Selection:
Wednesday, April 28, 2004
-*deservation*-

All that which I feared is now coming to light.
The things I have tried to push back have invaded my space.
The anxiety attacks have started.
The downfall of dehuman is the inability to cope with emotions that should seem familiar but are not.
Those people I have not wished to see have sought me out and they will take me away.

People get what they deserve
I have deserved this for a long time and now it will shine through me like an unwanted horizon of blinding light and solidify upon my soul, paining me to push forward to the end.

I will have my end
If ever there was a doubt of unwitting fortune, then I have stumbled upon the largest cache of it. I cannot be saved and I will leave this place behind. Mother says I must soulseek, but she has taught me very little about such things.

The heat of renewance
Restless feeling and reckless abandon will lead me into the days of de'scoldarian and off into the months that are contained within the musicbox of the heart and the band playing in my mind. In english: This time I need off. Maybe I will go back, maybe I will not.

Le coeur qui douleurs
To be successful, I must find something I believe in. Peut-être amour. Peut-être perte. Peut-être une fille dans ma vie changera la façon que je vois le monde. Elle doit jeter la lumière sur le coeur d'ombre. Only time will tell in the days of coming wind. The wind, though, is another poetic inferiority on this day.

The crow of wane
The visitor unwanted has shown its face twice this week and a conversing of madness took place between the lobe interior and the feathered two of one. Opinions exchanged, hatred misdirected upon the trees that fell upon the grass of yesterday. Tomorrow was an after-thought said the Corvus prince and I shed a tear and nodded in agreement. 'Right all along!', I thought, and only now have taken the time to understand the caw of the black bird.

A day of old,
a day of new,
just one day
for us to renew
all that which has withered now
to leave a smudge-stain on the ground
and ask for just one more
chance at life.
To leave behind this pain
and strife.
To find new ways to make it through.
Mom,
I wish I was as strong as you.

Grey (1:31 AM)

Tuesday, April 13, 2004
-*fibonacci's cover*-

The umbrella is a tool of the devil.

The umbrella is correct insofar in assuming that rain falls from the sky, and it does, indeed. *but* the umbrella is terribly misguided. Not only is it disturbingly wrong in its one, and only, somewhat-valid assumption that rain does falls from from the sky, but it takes just one more, ill step forward in righteously also assuming that it descends in a perfect downward spiral happily striking your umbrella with a loud 'plop!' or *crackle*, and it fails to appreciate the value of the runoff patterns that water appears to enjoy taking on its way downhill. Coupled with this behaviour, are cars that drive very fast, and sidewalks where pedestrians (ie. victims) travel along from departure to destination point.

I have become concerned with the false sense of security that these 'umbrellas' offer to the mind of my fellow (and not-so-fellow) college students. They are wrong damnit. You listen to me fools - those stupid things don't do jackshit. Fucking car drives by and BAM!, you're fucking wet! And I'll tell you another thing, your friend "the rain", well he never travels alone. He's always, ALWAYS has his buddy "the wind" with him, and he loves to fuck with your head. You thought you'd be a little safer with your trusty umbrella overhead, hahaha! well wrong kiddies, because rain doesn't fall parallel to other raindrops, they do whatever the fuck they want and "the wind' helps them out!!! How you like them apples? (pears, if you prefer)

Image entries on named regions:
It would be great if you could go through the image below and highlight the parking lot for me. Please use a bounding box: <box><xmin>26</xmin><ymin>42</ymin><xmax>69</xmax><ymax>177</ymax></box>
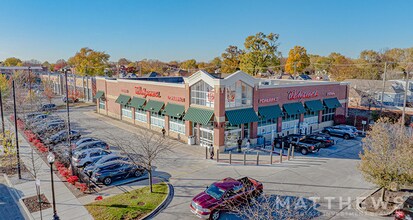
<box><xmin>48</xmin><ymin>107</ymin><xmax>390</xmax><ymax>219</ymax></box>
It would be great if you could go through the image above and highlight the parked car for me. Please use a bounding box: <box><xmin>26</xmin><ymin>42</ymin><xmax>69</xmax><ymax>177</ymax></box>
<box><xmin>75</xmin><ymin>141</ymin><xmax>109</xmax><ymax>151</ymax></box>
<box><xmin>72</xmin><ymin>148</ymin><xmax>112</xmax><ymax>167</ymax></box>
<box><xmin>394</xmin><ymin>196</ymin><xmax>413</xmax><ymax>220</ymax></box>
<box><xmin>190</xmin><ymin>177</ymin><xmax>263</xmax><ymax>220</ymax></box>
<box><xmin>45</xmin><ymin>129</ymin><xmax>81</xmax><ymax>144</ymax></box>
<box><xmin>323</xmin><ymin>125</ymin><xmax>358</xmax><ymax>140</ymax></box>
<box><xmin>305</xmin><ymin>133</ymin><xmax>334</xmax><ymax>147</ymax></box>
<box><xmin>83</xmin><ymin>154</ymin><xmax>129</xmax><ymax>174</ymax></box>
<box><xmin>39</xmin><ymin>103</ymin><xmax>57</xmax><ymax>112</ymax></box>
<box><xmin>91</xmin><ymin>160</ymin><xmax>145</xmax><ymax>185</ymax></box>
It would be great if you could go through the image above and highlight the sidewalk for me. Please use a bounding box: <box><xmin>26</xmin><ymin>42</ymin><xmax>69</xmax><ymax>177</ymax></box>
<box><xmin>5</xmin><ymin>120</ymin><xmax>93</xmax><ymax>220</ymax></box>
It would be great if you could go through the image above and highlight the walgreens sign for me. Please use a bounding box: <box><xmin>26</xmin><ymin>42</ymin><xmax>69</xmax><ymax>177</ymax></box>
<box><xmin>288</xmin><ymin>90</ymin><xmax>318</xmax><ymax>100</ymax></box>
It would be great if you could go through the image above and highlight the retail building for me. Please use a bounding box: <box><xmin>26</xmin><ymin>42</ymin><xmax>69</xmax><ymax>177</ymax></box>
<box><xmin>94</xmin><ymin>71</ymin><xmax>348</xmax><ymax>151</ymax></box>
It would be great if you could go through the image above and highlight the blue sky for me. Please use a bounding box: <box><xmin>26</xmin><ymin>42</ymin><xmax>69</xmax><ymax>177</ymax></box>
<box><xmin>0</xmin><ymin>0</ymin><xmax>413</xmax><ymax>62</ymax></box>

Objectives:
A - In the journal entries, list the one-line headings that stand directly above each prose paragraph in the April 28, 2004 entry.
B - Print the portion of the journal entries that starts with "To leave behind" and goes on through "of the devil.".

Solved tasks:
A -
People get what they deserve
I will have my end
The heat of renewance
Le coeur qui douleurs
The crow of wane

B -
To leave behind this pain
and strife.
To find new ways to make it through.
Mom,
I wish I was as strong as you.

Grey (1:31 AM)

Tuesday, April 13, 2004
-*fibonacci's cover*-

The umbrella is a tool of the devil.